▸ Aim of the task: Repeat exactly the line that includes "Can you spot any tall" and all lines after it, ending with the last line of the listing below.
▬▬▬▬▬▬
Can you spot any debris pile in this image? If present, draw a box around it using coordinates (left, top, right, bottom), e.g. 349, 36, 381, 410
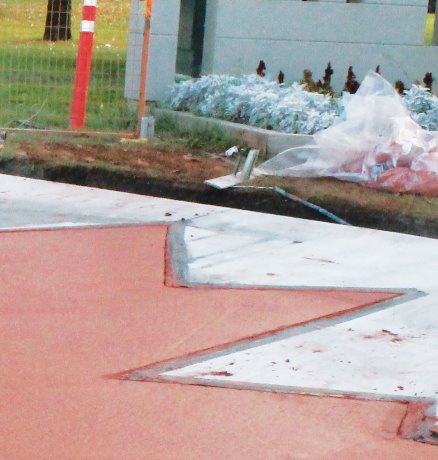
258, 71, 438, 195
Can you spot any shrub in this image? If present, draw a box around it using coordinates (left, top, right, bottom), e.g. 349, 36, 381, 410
403, 84, 438, 131
168, 74, 438, 134
168, 75, 341, 135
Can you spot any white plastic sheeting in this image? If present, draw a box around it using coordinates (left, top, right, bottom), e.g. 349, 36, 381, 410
258, 71, 438, 194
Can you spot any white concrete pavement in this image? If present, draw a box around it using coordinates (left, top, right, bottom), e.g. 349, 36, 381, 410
1, 173, 437, 424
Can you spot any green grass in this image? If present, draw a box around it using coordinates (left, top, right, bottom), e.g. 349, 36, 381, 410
254, 175, 438, 223
1, 4, 435, 131
0, 0, 133, 131
0, 0, 129, 47
155, 114, 242, 153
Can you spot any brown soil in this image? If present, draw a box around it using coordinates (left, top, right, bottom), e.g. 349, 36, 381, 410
1, 133, 437, 238
9, 138, 232, 184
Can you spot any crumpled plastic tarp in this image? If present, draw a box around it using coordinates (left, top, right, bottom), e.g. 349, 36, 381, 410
257, 71, 438, 195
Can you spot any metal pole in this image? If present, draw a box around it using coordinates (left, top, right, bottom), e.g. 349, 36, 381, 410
135, 0, 153, 138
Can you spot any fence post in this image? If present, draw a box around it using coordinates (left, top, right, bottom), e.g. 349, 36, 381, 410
135, 0, 153, 138
70, 0, 97, 129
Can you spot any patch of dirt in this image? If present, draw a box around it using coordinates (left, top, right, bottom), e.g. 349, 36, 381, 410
11, 140, 232, 184
1, 134, 437, 238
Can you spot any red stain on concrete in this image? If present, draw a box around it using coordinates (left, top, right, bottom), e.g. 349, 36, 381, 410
204, 371, 234, 377
363, 329, 408, 343
0, 225, 435, 459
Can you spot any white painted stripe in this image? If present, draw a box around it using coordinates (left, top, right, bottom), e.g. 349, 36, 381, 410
81, 20, 95, 33
83, 0, 97, 6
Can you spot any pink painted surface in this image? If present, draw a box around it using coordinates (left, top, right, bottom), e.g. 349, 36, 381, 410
0, 225, 435, 459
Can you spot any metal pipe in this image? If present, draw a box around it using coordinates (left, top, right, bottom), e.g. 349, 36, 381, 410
274, 186, 350, 225
231, 185, 350, 225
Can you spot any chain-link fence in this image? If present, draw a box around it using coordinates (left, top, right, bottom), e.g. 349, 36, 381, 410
0, 0, 135, 132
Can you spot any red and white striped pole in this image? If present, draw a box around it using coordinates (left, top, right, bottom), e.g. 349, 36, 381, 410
70, 0, 97, 129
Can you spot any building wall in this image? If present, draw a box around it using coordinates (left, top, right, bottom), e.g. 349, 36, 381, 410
202, 0, 438, 90
124, 0, 181, 101
204, 0, 427, 47
125, 0, 438, 102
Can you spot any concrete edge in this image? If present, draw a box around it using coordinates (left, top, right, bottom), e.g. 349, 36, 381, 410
115, 287, 436, 444
152, 107, 313, 157
117, 288, 423, 379
0, 222, 173, 234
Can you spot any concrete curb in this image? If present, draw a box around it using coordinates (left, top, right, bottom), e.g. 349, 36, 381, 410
152, 107, 313, 157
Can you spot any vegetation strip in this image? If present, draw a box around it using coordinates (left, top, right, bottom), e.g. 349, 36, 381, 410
0, 130, 436, 238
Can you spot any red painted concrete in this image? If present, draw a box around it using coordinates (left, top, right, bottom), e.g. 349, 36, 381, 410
0, 225, 435, 459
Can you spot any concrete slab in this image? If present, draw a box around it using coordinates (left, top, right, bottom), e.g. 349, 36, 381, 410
0, 174, 220, 230
0, 225, 434, 458
1, 174, 437, 455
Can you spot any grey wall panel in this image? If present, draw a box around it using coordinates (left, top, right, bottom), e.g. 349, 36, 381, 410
207, 37, 438, 90
125, 0, 181, 101
212, 1, 427, 46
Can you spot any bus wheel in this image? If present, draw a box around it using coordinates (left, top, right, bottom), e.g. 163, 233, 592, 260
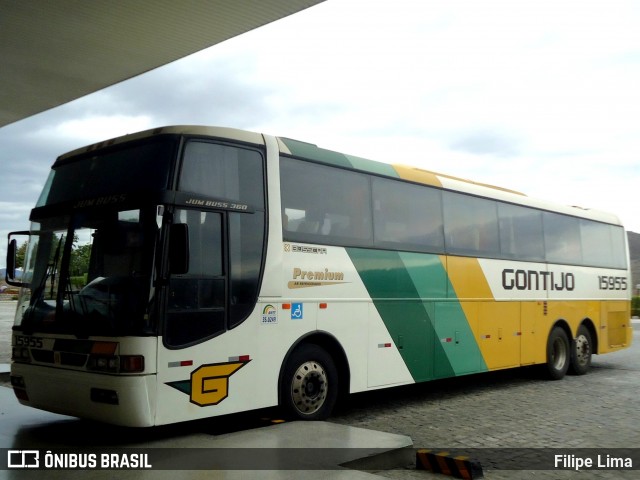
569, 325, 592, 375
281, 344, 338, 420
545, 326, 570, 380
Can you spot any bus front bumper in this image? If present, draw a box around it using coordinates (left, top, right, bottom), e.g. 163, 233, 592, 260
10, 362, 157, 427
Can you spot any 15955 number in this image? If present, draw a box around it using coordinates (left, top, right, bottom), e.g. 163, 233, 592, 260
598, 275, 627, 290
14, 335, 43, 348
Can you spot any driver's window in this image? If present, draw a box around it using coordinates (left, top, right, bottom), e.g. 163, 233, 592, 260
165, 209, 225, 347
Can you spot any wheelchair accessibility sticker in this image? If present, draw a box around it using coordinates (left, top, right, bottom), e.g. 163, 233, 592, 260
291, 303, 303, 320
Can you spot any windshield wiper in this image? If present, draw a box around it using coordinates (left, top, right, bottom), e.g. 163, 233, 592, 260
48, 234, 64, 299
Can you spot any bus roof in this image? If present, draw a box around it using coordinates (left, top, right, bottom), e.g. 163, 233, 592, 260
57, 125, 265, 160
58, 125, 623, 227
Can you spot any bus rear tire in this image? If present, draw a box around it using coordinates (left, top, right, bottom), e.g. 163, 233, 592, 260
544, 326, 570, 380
569, 325, 592, 375
281, 344, 338, 421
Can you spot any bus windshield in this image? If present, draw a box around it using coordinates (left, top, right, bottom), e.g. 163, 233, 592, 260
15, 207, 159, 337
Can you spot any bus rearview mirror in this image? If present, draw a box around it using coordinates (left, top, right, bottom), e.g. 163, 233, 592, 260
169, 223, 190, 275
6, 231, 30, 287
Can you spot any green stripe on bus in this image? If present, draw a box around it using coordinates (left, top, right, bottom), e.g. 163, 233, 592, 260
344, 154, 400, 177
280, 138, 400, 178
347, 248, 487, 381
279, 138, 352, 168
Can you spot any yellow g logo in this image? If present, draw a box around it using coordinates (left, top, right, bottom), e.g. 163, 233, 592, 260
190, 362, 247, 406
166, 360, 250, 407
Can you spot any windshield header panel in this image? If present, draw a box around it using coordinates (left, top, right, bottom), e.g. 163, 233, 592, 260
32, 136, 178, 219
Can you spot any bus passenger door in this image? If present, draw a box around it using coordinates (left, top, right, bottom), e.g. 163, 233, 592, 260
156, 208, 227, 425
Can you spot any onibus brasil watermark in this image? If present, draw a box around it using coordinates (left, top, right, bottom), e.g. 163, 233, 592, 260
7, 450, 151, 469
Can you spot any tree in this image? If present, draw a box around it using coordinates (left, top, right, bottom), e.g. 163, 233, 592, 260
15, 241, 28, 269
69, 243, 91, 278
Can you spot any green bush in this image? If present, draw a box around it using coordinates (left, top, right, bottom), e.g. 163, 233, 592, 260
69, 275, 88, 289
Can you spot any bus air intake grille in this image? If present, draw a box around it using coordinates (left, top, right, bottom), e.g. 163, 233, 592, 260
60, 352, 88, 367
30, 349, 54, 363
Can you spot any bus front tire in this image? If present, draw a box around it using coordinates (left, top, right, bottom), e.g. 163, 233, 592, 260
281, 344, 338, 421
569, 325, 592, 375
544, 326, 570, 380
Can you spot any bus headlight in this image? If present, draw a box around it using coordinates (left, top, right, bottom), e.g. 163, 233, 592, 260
12, 347, 30, 362
87, 355, 144, 373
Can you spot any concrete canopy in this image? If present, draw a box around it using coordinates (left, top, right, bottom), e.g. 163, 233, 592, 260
0, 0, 324, 128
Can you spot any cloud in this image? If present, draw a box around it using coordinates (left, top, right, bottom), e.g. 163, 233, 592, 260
450, 130, 522, 157
80, 50, 280, 130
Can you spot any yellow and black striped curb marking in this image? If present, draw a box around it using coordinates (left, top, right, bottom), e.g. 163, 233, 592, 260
416, 449, 484, 479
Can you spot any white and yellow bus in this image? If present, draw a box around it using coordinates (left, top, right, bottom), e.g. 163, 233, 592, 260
7, 126, 632, 427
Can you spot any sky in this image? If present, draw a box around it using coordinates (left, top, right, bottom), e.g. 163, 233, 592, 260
1, 0, 639, 268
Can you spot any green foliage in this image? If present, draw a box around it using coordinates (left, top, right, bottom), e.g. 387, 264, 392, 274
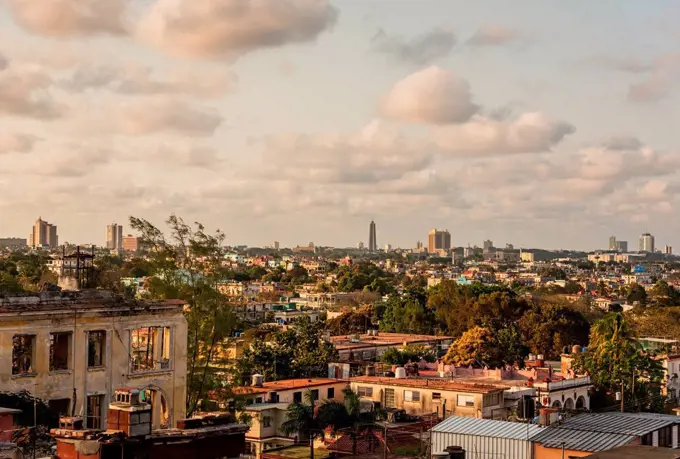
626, 283, 648, 306
572, 313, 664, 412
377, 289, 434, 334
130, 215, 239, 416
649, 280, 680, 307
518, 302, 590, 359
380, 344, 436, 365
234, 316, 337, 384
0, 272, 23, 295
444, 325, 528, 368
281, 266, 310, 285
326, 308, 373, 336
335, 262, 394, 295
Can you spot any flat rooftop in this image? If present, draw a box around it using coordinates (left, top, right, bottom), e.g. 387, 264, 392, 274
0, 290, 184, 313
233, 378, 344, 396
331, 333, 452, 350
350, 376, 506, 394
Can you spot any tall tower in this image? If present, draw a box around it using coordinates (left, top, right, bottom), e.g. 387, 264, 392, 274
106, 223, 124, 250
368, 220, 377, 252
639, 233, 655, 253
30, 217, 58, 248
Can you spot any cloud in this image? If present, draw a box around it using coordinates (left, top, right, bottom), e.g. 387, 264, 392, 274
371, 27, 456, 65
62, 64, 237, 97
381, 66, 478, 124
24, 144, 113, 178
6, 0, 127, 37
148, 143, 221, 168
602, 135, 643, 151
0, 133, 38, 154
261, 119, 434, 185
467, 26, 521, 46
138, 0, 338, 59
0, 64, 64, 119
113, 99, 224, 136
434, 112, 574, 155
627, 53, 680, 102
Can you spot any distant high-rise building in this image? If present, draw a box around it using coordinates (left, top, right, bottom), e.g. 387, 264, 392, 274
483, 240, 494, 252
608, 236, 617, 251
122, 235, 141, 252
428, 229, 451, 253
384, 243, 392, 252
106, 223, 124, 250
357, 241, 364, 250
506, 243, 514, 250
616, 240, 628, 252
0, 238, 27, 248
368, 220, 377, 252
273, 241, 280, 251
639, 233, 655, 253
463, 246, 472, 258
29, 217, 58, 248
665, 245, 673, 255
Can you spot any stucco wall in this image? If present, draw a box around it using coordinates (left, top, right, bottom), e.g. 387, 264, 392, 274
0, 305, 187, 429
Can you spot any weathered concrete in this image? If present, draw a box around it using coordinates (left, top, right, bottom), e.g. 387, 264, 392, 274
0, 291, 187, 430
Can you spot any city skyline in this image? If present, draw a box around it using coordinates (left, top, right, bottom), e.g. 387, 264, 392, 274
2, 1, 680, 249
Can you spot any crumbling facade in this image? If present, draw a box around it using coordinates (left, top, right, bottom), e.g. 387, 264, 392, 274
0, 291, 187, 430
▬▬▬▬▬▬
▸ Reply:
Can you spot any tall tower in this image? If present, draw a box around it using coordinates (left, top, right, bottom), e.g. 387, 264, 392, 274
106, 223, 124, 250
368, 220, 377, 252
639, 233, 655, 253
30, 217, 58, 248
Can you spot any cloud in this image? If present, draw a box around it using coordinates (left, top, right, bottom), e.g. 387, 264, 392, 274
371, 27, 456, 65
62, 64, 237, 97
381, 66, 478, 124
24, 144, 113, 178
6, 0, 127, 37
148, 143, 221, 168
602, 135, 643, 151
0, 133, 38, 154
261, 119, 434, 185
467, 26, 521, 46
138, 0, 338, 59
0, 64, 64, 119
113, 99, 224, 136
434, 112, 574, 155
627, 53, 680, 102
Can you spot any distant high-rise building in this image? If present, draw a box around it using coordinates (left, top, right, bottom), e.g. 387, 264, 392, 274
483, 240, 494, 252
608, 236, 617, 251
122, 235, 141, 252
428, 229, 451, 253
384, 243, 392, 252
106, 223, 124, 250
357, 241, 364, 250
506, 243, 514, 250
616, 240, 628, 252
0, 238, 27, 248
368, 220, 377, 252
273, 241, 280, 251
639, 233, 655, 253
463, 246, 472, 258
29, 217, 58, 248
665, 245, 673, 255
Can you spot any stucco wall in this image? If present, draw a box around it using coordinates (left, top, right, bottom), e.g. 387, 264, 392, 274
0, 305, 187, 429
Can you spot any weathered concrete in this image? If present, draw a box around it using coordinates (left, top, right, bottom), e.g. 387, 264, 392, 274
0, 291, 187, 430
Can you spot any city skyline in this image? If present, draw a box around it using coordinates (left, top, right, bottom), e.g. 387, 264, 392, 274
2, 1, 680, 249
Can you spot any crumbling facade in this image? If present, draw a box around it using coordinates (left, top, right, bottom), e.g. 387, 264, 392, 274
0, 291, 187, 430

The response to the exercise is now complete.